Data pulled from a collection
-- Begin --
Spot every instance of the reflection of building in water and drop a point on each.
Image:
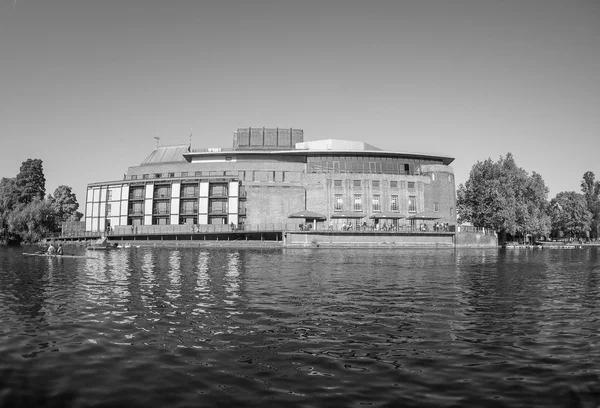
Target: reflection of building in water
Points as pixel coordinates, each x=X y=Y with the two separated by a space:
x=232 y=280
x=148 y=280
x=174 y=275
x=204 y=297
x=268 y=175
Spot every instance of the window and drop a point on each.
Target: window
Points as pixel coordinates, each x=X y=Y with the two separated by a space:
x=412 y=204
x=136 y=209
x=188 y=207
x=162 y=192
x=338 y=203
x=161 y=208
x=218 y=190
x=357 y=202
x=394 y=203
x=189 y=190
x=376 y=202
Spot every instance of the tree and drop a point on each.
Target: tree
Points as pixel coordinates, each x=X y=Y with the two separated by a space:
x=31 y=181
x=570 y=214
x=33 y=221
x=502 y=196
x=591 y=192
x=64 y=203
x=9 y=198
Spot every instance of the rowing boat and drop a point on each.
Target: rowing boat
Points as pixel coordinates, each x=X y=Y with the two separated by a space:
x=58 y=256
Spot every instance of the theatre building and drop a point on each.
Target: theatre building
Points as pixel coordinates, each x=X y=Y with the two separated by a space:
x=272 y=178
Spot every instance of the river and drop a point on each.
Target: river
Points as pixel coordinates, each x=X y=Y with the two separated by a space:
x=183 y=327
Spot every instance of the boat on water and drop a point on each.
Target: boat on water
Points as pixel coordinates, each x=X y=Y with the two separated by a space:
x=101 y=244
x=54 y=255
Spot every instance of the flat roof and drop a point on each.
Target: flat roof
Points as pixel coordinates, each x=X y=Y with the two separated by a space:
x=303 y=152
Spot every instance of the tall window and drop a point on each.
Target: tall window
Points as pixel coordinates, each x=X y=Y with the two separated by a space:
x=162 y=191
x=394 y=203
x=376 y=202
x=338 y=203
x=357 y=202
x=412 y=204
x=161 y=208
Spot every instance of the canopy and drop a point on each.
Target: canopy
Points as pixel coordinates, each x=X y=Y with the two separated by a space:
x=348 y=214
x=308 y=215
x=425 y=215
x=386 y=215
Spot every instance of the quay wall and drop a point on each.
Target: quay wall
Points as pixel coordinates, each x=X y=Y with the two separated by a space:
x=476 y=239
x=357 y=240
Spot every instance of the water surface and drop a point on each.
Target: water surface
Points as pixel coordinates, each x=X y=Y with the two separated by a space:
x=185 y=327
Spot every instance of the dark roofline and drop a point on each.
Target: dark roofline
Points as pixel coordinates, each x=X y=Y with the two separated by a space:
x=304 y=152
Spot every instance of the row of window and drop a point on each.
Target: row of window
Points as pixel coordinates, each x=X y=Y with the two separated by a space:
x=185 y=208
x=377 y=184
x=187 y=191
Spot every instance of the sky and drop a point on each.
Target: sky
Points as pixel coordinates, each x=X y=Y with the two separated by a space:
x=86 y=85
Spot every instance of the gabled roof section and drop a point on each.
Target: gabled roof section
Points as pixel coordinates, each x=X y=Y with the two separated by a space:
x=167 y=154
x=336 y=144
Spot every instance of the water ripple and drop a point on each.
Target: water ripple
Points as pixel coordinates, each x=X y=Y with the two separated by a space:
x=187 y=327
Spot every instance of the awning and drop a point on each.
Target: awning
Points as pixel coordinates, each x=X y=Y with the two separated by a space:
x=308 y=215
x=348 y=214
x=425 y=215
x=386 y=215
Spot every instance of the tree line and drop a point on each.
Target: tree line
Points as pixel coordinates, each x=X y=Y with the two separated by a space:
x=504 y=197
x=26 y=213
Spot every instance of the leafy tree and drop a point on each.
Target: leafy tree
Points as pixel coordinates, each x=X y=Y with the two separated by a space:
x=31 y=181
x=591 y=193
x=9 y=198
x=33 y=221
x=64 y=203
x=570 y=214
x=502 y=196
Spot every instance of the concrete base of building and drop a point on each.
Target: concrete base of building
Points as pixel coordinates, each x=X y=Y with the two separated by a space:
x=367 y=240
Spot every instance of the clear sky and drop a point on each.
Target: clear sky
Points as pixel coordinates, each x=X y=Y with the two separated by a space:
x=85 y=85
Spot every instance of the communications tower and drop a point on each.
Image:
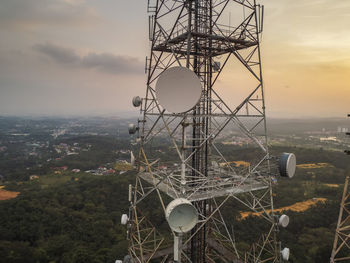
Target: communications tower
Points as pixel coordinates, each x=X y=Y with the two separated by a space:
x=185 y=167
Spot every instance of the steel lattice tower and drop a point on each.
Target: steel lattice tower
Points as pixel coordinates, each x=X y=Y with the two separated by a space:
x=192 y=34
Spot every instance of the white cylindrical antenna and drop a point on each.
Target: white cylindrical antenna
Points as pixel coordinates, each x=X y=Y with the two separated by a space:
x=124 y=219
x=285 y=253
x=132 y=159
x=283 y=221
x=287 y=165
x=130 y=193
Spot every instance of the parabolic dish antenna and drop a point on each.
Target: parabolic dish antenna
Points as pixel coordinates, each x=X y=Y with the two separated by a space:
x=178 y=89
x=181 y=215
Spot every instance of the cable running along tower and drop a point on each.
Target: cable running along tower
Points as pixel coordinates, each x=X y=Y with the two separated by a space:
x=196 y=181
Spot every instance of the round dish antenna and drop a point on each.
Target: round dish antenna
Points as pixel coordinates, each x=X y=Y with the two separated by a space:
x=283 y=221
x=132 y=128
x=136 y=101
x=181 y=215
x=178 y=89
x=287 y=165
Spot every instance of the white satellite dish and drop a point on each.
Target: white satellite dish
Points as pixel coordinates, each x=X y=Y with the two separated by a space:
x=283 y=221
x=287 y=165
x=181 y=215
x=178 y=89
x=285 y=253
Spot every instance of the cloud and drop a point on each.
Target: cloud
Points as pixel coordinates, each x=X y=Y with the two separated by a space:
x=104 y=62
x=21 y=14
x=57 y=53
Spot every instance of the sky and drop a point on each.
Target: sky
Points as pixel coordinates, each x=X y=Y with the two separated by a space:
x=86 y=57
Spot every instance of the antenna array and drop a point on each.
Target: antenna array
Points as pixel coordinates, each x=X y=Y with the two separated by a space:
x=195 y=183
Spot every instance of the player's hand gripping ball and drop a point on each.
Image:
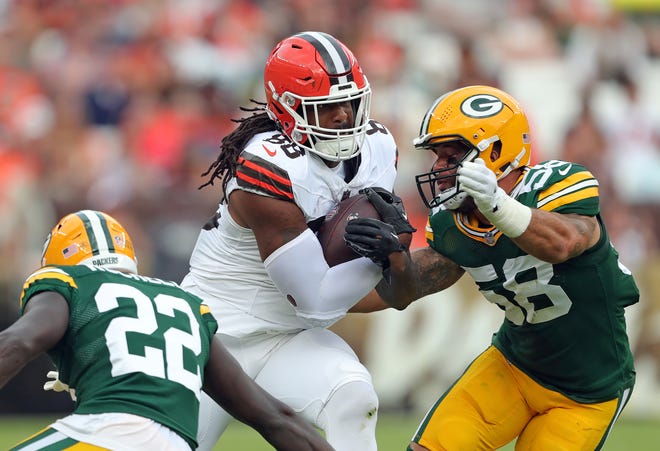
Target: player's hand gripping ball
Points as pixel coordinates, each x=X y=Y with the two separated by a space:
-- End --
> EXERCISE BRIEF
Change every "drop a point on each" in the listing above to "mark each one with a point" and write out the whole listing again with nothing else altered. Leave the pictures out of your version.

> PROBLEM SOLUTION
Spot every instance of the reflection of building in water and mark each one with a point.
Image:
Target: reflection of building in water
Points as pixel coordinates, each x=X y=Y with the two separated by a space:
x=232 y=280
x=148 y=280
x=174 y=275
x=204 y=297
x=268 y=175
Spot every instance of the window and mark each one with a point.
Target: window
Points as pixel coordinates, each x=X y=Y with the two separated by a space:
x=412 y=204
x=136 y=209
x=188 y=207
x=162 y=192
x=338 y=203
x=161 y=208
x=218 y=190
x=357 y=202
x=394 y=203
x=189 y=190
x=376 y=202
Spot every instance of the tree and mark each one with a point.
Target: tree
Points as pixel coordinates, each x=X y=Y with the two separated by a space:
x=31 y=181
x=570 y=214
x=33 y=221
x=502 y=196
x=591 y=192
x=64 y=203
x=9 y=198
Spot every instance of the rowing boat and mark each one with a point.
Target: rowing boat
Points as pixel coordinates, each x=X y=Y with the two separated by a space:
x=58 y=256
Spot every instance of the theatre building and mark each one with a point.
Target: theatre building
Points as pixel coordinates, each x=X y=Y with the two separated by a space:
x=272 y=178
Spot every instance of the river and mark each one with a point.
Target: river
Points as pixel coordinates, each x=X y=Y with the two separated by a space:
x=183 y=327
Spot every instance of the boat on water and mark each one with a point.
Target: boat on water
Points as pixel coordinates, each x=X y=Y with the two separated by a space:
x=101 y=244
x=54 y=255
Spot every instance of the flat roof and mark each one with a point.
Target: flat roof
Points as pixel coordinates, each x=X y=Y with the two separated by a space:
x=303 y=152
Spot every instance of the tall window and mark each one with a point.
Target: tall window
Points as pixel coordinates, each x=X y=Y with the two separated by a space:
x=162 y=191
x=394 y=203
x=376 y=202
x=338 y=203
x=357 y=202
x=412 y=204
x=161 y=208
Spot every instance of the canopy and mark each one with a point.
Target: canopy
Points as pixel coordinates, each x=X y=Y with the two separated by a space:
x=348 y=214
x=308 y=215
x=425 y=215
x=386 y=215
Spot every instance of the quay wall and mark each one with a point.
Target: quay wall
Points as pixel coordinates, each x=X y=Y with the two separated by a space:
x=476 y=239
x=357 y=240
Spot every instance of the water surface and mark each one with a point.
Target: water surface
Points as pixel coordinates, each x=X y=Y with the two separated by a space:
x=185 y=327
Spot every instance of the dark roofline and mark each one with a point.
Target: dark roofline
Points as pixel coordinates, each x=X y=Y with the two separated by a space:
x=304 y=152
Spot every instance of the row of window and mark each one with a point.
Target: row of window
Points as pixel coordinates, each x=X y=Y with the two separated by a space:
x=185 y=208
x=377 y=184
x=187 y=191
Spot every instance of the sky and mark each one with a point.
Target: sky
Points as pixel coordinates, each x=X y=Y with the two separated by a space:
x=86 y=85
Spot every instance of the gabled roof section and mark each one with a point.
Target: gabled roof section
Points as pixel coordinates, each x=X y=Y with the two separated by a space:
x=167 y=154
x=336 y=144
Spot every instance of the water ripple and mark each one with a point.
Target: water ripple
Points as pixel coordinates, each x=X y=Y with the two separated by a space:
x=187 y=327
Spot every instance of the awning and mark each one with a point.
Target: awning
Points as pixel coordinates, each x=X y=Y with the two separated by a space:
x=308 y=215
x=348 y=214
x=425 y=215
x=386 y=215
Spot every instance of the tree line and mark each one with a point.
Target: tree line
Points as pixel coordinates, each x=X y=Y with the two separated by a space:
x=504 y=197
x=26 y=213
Spot every instance of the leafy tree and mark each one with a point.
Target: leafy tree
Points as pixel coordinates, each x=X y=Y with the two separated by a space:
x=31 y=181
x=591 y=193
x=9 y=198
x=33 y=221
x=64 y=203
x=570 y=214
x=502 y=196
Spot every instance of the concrete base of building and mark each one with a point.
Target: concrete base of building
Points as pixel coordinates, each x=X y=Y with the two separated by a space:
x=367 y=240
Spot every instance of the clear sky and mark each one with a point.
Target: clear sky
Points as pixel coordinates, each x=X y=Y with the two separated by a space:
x=85 y=85
Spot every instance of the communications tower and mark each one with a point.
Image:
Target: communications tower
Points as pixel coordinates, each x=X y=Y with the two separated by a space:
x=185 y=167
Spot every instance of the steel lattice tower and mark each one with a point.
Target: steel lattice tower
Points as pixel coordinates, each x=X y=Y with the two separated by a space:
x=192 y=34
Spot every instance of the white cylindrical antenna and mark each one with a point.
Target: white cylindrical antenna
Points as pixel coordinates, each x=X y=Y with the two separated by a space:
x=124 y=219
x=285 y=253
x=132 y=159
x=283 y=221
x=287 y=165
x=130 y=193
Spot every instance of the parabolic dish antenna and mark each one with a point.
Target: parabolic dish antenna
Points as pixel coordinates, each x=X y=Y with the two separated by a space:
x=178 y=89
x=181 y=215
Spot every instance of the cable running along tower and mark each one with a point.
Target: cable running along tower
Points as pixel coordinates, each x=X y=Y with the two separated by a space:
x=196 y=181
Spot every instance of the round dish antenna and mark each one with a point.
Target: round dish antenna
Points as pixel coordinates, each x=X y=Y with the two separated by a space:
x=283 y=221
x=132 y=128
x=136 y=101
x=181 y=215
x=178 y=89
x=287 y=165
Spot every instance of the white satellite dish and mark each one with a point.
Target: white satellite dish
Points as pixel coordinates, each x=X y=Y with the two separated by a space:
x=283 y=221
x=287 y=165
x=181 y=215
x=178 y=89
x=285 y=253
Spot every instance of the cloud and mark each one with a point.
Target: cloud
Points as pixel coordinates, each x=X y=Y with the two separated by a space:
x=104 y=62
x=21 y=14
x=57 y=53
Spot every instance of the sky and mark each one with a point.
Target: sky
Points as pixel coordinates, each x=X y=Y with the two separated by a space:
x=86 y=57
Spot every instance of the antenna array and mark each one with a point.
Target: antenna array
Points as pixel coordinates, each x=X y=Y with the two separated by a space:
x=195 y=183
Spot every instance of the player's hand gripping ball and mark each one with a point.
Image:
Target: player's hand gripping ball
Points as pixel coordinates, each x=X y=Y with the two separated by a space:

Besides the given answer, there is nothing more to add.